== Passage ==

Graceland Updates 4am-7am
Gold Battle
Thrilla in Manila!
Stewart Thomson
email: s2p3t4@sympatico.ca
May 29, 2009
1. I want to talk about the
bond market today as it relates to gold. And take you into the
very real mind of a very real bond trader. Looking at a bond
and gold chart is all very interesting if you like watching ivory
tower movies. I do. But movies are not the whole picture. Experiencing
the market thru the eyes of a real professional bond trader gives
you a sensation of reality, in this case a most horrifying reality,
that no chart can give you. I'm going to take you into the mind
of a major bond trader who is a very good friend of mine. But
first, I want to cover the trading week. Friday is here. Another
week comes to a close. Another week of victory, of booked profits
for my subscribers in the gold, silver, oil, food markets. If
you don't buy weakness, you don't get to book any profits today.
Sorry. That's how the market works. If you buy gold near $1000,
you don't get to make any profits when you sell at $970. That's
the reality. If you just bought at 970 from me, maybe you can
contact the US govt and have your gold marked to model, and book
yourself a profit today. (Good luck collecting your winnings).
If you buy at 880 when geniuses like Dennis "the gold market
menace" say "gold is way overvalued here, I'm short!"
well, it's kachingo time for you today as it is for me. As it
has been for 3 fantastic weeks. Gold market participants fall
into two camps. Camp #1 has sold the bulk of their gold as gold
rallied to 910 to 930. They are now feeling naked, depressed.

===
== Listing ==

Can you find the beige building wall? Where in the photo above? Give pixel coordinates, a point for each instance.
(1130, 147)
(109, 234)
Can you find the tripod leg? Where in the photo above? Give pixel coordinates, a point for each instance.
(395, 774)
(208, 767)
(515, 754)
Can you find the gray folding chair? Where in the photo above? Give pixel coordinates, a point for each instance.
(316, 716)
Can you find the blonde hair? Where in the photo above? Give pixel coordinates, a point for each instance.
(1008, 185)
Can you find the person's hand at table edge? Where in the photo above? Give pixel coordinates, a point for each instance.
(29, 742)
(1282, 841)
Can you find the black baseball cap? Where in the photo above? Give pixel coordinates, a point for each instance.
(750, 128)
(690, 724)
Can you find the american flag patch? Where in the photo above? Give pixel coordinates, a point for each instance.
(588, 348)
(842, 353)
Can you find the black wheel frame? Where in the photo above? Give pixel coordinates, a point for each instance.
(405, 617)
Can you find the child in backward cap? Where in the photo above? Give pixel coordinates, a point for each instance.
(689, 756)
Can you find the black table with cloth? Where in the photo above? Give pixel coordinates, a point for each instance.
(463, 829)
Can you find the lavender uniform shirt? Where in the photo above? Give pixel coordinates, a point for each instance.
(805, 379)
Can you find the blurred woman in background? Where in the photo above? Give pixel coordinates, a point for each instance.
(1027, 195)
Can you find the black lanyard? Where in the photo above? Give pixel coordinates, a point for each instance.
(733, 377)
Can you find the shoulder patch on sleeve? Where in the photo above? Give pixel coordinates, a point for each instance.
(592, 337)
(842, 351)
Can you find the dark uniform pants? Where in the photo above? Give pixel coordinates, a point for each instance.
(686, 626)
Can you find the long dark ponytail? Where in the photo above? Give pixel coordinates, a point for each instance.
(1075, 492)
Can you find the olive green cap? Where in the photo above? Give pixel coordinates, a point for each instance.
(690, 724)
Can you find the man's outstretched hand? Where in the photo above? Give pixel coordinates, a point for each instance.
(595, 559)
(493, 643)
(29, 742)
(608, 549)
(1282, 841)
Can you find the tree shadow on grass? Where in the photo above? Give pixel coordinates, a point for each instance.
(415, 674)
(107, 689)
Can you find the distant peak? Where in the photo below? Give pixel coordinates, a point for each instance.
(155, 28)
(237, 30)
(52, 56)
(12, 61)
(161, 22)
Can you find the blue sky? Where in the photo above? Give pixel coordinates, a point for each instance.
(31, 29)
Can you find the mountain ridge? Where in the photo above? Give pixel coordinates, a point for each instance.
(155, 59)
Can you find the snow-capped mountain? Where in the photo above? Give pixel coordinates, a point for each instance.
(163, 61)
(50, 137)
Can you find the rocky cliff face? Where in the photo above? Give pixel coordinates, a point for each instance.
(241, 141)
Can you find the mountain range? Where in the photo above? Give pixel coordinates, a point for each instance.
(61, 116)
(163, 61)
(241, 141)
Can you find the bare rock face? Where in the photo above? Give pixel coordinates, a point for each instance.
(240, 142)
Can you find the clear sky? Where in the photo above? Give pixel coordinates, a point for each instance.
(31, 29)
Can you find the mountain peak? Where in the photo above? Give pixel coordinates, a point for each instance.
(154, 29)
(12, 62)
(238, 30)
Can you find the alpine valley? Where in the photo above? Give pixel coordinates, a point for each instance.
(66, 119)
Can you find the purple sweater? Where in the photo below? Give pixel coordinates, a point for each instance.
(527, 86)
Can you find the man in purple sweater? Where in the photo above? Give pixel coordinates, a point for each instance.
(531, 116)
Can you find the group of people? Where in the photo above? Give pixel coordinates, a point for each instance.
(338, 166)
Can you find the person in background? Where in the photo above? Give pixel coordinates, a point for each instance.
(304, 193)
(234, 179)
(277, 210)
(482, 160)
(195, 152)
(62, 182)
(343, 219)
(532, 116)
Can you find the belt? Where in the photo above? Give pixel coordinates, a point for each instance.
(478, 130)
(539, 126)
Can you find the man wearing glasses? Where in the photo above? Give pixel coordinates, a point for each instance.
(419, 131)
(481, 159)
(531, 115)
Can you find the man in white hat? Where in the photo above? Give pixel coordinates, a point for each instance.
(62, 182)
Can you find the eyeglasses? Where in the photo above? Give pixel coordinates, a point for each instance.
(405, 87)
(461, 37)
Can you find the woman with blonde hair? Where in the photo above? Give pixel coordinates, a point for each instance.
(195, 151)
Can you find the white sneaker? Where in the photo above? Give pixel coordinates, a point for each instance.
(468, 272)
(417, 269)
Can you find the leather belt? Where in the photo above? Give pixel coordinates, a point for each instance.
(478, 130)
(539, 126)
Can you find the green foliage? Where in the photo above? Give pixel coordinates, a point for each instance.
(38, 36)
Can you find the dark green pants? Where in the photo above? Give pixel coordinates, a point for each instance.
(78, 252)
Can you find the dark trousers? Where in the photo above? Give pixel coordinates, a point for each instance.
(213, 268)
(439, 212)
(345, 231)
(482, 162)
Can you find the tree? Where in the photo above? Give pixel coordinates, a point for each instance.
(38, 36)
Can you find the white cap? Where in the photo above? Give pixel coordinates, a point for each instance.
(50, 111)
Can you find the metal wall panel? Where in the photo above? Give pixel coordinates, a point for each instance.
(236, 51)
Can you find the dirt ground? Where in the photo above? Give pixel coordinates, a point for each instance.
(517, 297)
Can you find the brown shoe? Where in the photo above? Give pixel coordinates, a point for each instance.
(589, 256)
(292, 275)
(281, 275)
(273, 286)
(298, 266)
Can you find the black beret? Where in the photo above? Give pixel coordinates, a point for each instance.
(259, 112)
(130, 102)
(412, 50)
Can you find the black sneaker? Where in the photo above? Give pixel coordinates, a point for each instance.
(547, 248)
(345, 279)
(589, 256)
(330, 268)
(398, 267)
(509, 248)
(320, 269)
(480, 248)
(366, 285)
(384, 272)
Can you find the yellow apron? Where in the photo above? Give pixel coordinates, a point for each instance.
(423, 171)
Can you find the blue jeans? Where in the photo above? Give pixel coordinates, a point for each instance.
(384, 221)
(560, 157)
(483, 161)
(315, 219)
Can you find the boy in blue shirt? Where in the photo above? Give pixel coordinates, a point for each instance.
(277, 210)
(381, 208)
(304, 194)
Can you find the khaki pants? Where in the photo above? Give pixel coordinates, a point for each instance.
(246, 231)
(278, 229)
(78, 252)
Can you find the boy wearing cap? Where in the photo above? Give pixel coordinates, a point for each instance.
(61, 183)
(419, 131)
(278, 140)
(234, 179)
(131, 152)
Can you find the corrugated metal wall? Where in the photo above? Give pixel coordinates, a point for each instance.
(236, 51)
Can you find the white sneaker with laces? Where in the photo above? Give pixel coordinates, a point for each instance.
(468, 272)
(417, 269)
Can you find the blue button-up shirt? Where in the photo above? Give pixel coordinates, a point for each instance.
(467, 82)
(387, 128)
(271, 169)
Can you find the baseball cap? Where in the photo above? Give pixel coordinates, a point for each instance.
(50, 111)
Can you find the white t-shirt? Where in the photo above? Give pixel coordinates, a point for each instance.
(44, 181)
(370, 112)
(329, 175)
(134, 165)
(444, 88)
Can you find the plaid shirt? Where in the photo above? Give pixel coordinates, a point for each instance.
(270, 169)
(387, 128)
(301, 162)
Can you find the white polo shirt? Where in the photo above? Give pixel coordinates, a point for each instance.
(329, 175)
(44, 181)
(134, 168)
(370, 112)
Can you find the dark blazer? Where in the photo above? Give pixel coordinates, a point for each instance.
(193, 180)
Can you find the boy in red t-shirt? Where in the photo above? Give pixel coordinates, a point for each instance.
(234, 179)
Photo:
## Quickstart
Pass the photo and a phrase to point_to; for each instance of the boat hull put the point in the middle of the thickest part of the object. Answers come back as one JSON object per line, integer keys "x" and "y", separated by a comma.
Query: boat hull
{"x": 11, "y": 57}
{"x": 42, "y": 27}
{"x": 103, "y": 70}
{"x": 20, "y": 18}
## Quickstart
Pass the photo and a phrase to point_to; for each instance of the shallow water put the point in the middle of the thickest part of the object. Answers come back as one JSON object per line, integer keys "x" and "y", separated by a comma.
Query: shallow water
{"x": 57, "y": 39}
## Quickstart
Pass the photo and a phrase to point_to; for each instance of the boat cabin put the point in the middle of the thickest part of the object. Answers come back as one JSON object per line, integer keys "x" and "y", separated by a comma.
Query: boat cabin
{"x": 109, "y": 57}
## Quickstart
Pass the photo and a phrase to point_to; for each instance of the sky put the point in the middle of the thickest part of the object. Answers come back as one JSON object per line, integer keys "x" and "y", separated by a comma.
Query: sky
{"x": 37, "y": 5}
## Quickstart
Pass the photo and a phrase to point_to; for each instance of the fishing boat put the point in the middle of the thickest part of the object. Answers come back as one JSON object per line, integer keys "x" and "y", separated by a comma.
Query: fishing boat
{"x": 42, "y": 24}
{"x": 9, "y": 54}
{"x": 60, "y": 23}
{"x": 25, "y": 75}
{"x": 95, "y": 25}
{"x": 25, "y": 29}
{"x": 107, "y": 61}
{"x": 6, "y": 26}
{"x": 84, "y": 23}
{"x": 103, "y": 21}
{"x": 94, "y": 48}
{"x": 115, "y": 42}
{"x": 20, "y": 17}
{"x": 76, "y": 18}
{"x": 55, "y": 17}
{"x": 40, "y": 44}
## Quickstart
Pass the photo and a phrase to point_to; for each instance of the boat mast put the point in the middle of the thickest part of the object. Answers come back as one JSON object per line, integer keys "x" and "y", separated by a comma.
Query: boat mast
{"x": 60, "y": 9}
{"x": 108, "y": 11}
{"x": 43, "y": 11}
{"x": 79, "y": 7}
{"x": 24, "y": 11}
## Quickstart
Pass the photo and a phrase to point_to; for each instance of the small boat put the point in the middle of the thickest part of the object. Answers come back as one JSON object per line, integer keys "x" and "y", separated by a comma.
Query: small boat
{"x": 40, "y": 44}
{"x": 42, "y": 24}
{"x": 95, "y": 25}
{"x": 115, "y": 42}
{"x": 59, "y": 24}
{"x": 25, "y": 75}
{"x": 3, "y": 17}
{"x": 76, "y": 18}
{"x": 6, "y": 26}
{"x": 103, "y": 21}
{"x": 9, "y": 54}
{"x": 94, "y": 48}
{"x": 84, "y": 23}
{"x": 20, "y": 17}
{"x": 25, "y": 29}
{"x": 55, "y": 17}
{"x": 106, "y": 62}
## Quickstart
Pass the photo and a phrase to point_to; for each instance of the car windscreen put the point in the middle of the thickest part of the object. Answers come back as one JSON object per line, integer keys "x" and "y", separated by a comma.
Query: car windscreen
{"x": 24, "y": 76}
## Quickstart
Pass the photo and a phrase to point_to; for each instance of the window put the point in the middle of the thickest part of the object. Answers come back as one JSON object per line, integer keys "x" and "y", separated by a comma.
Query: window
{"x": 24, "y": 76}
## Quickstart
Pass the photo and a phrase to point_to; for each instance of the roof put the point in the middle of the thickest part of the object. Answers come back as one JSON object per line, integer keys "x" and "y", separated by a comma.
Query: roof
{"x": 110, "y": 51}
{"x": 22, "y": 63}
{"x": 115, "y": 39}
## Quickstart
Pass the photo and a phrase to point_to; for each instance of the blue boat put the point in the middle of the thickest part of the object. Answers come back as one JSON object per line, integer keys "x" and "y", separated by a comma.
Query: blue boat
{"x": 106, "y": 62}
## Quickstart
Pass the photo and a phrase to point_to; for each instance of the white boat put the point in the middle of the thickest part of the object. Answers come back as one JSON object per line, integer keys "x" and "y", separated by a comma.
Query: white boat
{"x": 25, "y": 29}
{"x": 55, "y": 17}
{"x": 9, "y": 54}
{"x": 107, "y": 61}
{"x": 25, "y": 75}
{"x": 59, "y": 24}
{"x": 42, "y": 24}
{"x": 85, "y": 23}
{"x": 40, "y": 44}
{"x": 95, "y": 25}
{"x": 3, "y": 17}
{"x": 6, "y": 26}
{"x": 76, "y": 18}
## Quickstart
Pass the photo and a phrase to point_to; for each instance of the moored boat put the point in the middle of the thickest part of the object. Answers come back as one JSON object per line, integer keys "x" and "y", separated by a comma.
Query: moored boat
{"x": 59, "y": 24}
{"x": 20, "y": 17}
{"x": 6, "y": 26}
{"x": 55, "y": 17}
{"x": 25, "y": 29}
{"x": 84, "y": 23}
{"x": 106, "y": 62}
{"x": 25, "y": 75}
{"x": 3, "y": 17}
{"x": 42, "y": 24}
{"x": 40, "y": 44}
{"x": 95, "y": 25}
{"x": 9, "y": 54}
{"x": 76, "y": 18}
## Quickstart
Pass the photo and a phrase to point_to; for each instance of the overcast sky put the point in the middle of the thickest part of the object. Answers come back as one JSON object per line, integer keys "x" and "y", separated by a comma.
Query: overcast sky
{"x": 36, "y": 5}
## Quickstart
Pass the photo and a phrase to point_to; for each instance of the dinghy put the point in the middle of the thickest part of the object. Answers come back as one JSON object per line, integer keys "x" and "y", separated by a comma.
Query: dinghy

===

> [What you need to do]
1. For each statement about the gold newsletter, answer yes or no and quote the words from the newsletter that decide it. (a) The newsletter is dated May 29, 2009. (b) The author says that buying gold near $1000 and selling at $970 yields a profit. (c) Camp #1 sold most of their gold as it rallied to 910 to 930.
2. Return the newsletter's words verbatim, from "Sorry. That's how" up to and including "feeling naked, depressed.".
The material has no connection to the newsletter.

> [Solution set]
1.
(a) Yes: "May 29, 2009"
(b) No: "you don't get to make any profits when you sell at $970"
(c) Yes: "Camp #1 has sold the bulk of their gold as gold rallied to 910 to 930"

2.
Sorry. That's how the market works. If you buy gold near $1000,
you don't get to make any profits when you sell at $970. That's
the reality. If you just bought at 970 from me, maybe you can
contact the US govt and have your gold marked to model, and book
yourself a profit today. (Good luck collecting your winnings).
If you buy at 880 when geniuses like Dennis "the gold market
menace" say "gold is way overvalued here, I'm short!"
well, it's kachingo time for you today as it is for me. As it
has been for 3 fantastic weeks. Gold market participants fall
into two camps. Camp #1 has sold the bulk of their gold as gold
rallied to 910 to 930. They are now feeling naked, depressed.